Now, we start building our graph, specifying *two*, instead of a single `Input` -- pay attention to the difference in the `shape` argument specified. To be able to distentangle both inputs later, it is useful to provide them with a name in the constructor:

In [None]:
context_input = Input(shape=(4,), dtype='int32', name='context')
focus_input = Input(shape=(1,), dtype='int32', name='focus')

Now, we can create two separate embedding layers, which will have two completely independent weight matrices, so that we can train different representations for the focus and context tokens:

In [None]:
context_embedding = Embedding(input_dim=len(indexer), output_dim=150)(context_input)
focus_embedding = Embedding(input_dim=len(indexer), output_dim=150)(focus_input)

For the `context_embedding`, we can proceed as we did before, with two LSTM branches, that get merged afterwards:

In [None]:
left_to_right = LSTM(100, return_sequences=False, activation='tanh')(context_embedding)
right_to_left = LSTM(100, return_sequences=False, activation='tanh', go_backwards=True)(context_embedding)
merged1 = merge([left_to_right, right_to_left], mode='sum')

Silly enough, our embedding matrix is a 'matrix' consisting of a single vector, which means that we can safely flatten it into a plain vector, without losing any relevant spatio-temporal information.

In [None]:
from keras.layers.core import Flatten
flat_context = Flatten()(focus_embedding)

We can now use the `merge` trick again to combine our two 'heads'. However, instead of summing them, we now simple **concatenate** the vectors for the layer pairs into a single long vector, using the `mode` argument:

In [None]:
merged2 = merge([merged1, flat_context], mode='concat')

On top of this result, we can place our output layer again:

In [None]:
pos_output = Dense(len(tag_encoder.classes_), activation='softmax', name='pos')(merged2)

When we now instantiate our `Model`, make sure that you specify a list of inputs (but a single output):

In [None]:
from keras.models import Model
model = Model(input=[context_input, focus_input], output=pos_output)

It's fitting time! Note that, because we gave our layers names above, we can feed in the data using 

In [None]:
model.compile(optimizer='rmsprop', loss='categorical_crossentropy', metrics=['accuracy'])
model.fit({'context':X_train,
           'focus': X_train_focus},
          {'pos': Y_train_pos},
          batch_size=50, nb_epoch=3, shuffle=True)

Again, this is embarrasingly slow... Notice however that separating the embedding matrices for the input and context features leads to a quite a dramatic improvement in the fitting capacity of our model!

— AIM —
Write the next part of the Keras tutorial on the two-input model, starting right after its final sentence.

(Bounding box annotation entries)
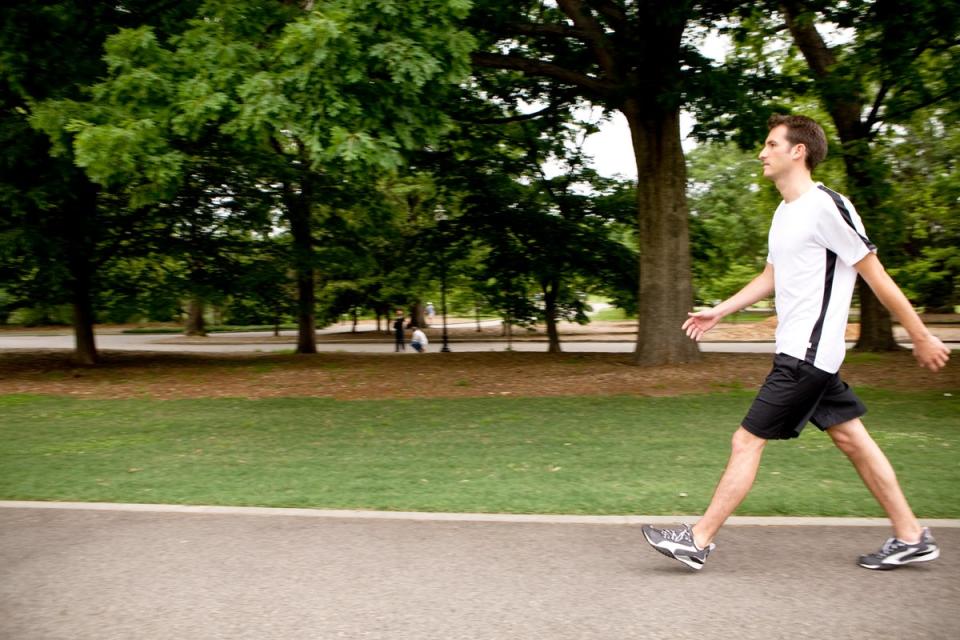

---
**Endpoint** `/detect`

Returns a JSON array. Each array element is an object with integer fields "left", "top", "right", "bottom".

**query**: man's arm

[
  {"left": 854, "top": 253, "right": 950, "bottom": 371},
  {"left": 683, "top": 262, "right": 773, "bottom": 341}
]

— TASK OUTPUT —
### Multiple outputs

Finally, let us go *completely* nuts, and also add multiple outputs to our model. Interestingly, keras makes it really easy to learn several task simultaneously. In our case, we could try to predict both POS tags and chunking labels at the same time. Let us encode the chunk labels first:

In [None]:
chunk_encoder = LabelEncoder()
chunk_encoder.fit(train_chunk)
print('Total nb chunk labels:', len(chunk_encoder.classes_))

y_train_chunk = chunk_encoder.transform(train_chunk)

Y_train_chunk = np_utils.to_categorical(y_train_chunk,
                                  nb_classes=len(chunk_encoder.classes_))

Adding a second output is as simple as this:

In [None]:
context_input = Input(shape=(4,), dtype='int32', name='context')
focus_input = Input(shape=(1,), dtype='int32', name='focus')

context_embedding = Embedding(input_dim=len(indexer), output_dim=150)(context_input)
left_to_right = LSTM(100, return_sequences=False, activation='tanh')(context_embedding)
right_to_left = LSTM(100, return_sequences=False, activation='tanh', go_backwards=True)(context_embedding)
merged1 = merge([left_to_right, right_to_left], mode='sum')

focus_embedding = Embedding(input_dim=len(indexer), output_dim=150)(focus_input)
flat_context = Flatten()(focus_embedding)

merged2 = merge([merged1, flat_context], mode='concat')

pos_output = Dense(len(tag_encoder.classes_), activation='softmax', name='pos')(merged2)
chunk_output = Dense(len(chunk_encoder.classes_), activation='softmax', name='chunk')(merged2)

model = Model(input=[context_input, focus_input], output=[pos_output, chunk_output])

The only thing we add is another 'outgoing' softmax layer. Apart from that, when instantiating our model, we also use a list of outputs. Let us train this horse:

In [None]:
model.compile(optimizer='rmsprop', loss='categorical_crossentropy', metrics=['accuracy'])
model.fit({'context': X_train,
           'focus': X_train_focus},
          {'pos': Y_train_pos,
           'chunk': Y_train_chunk},
          batch_size=100, nb_epoch=10, shuffle=True)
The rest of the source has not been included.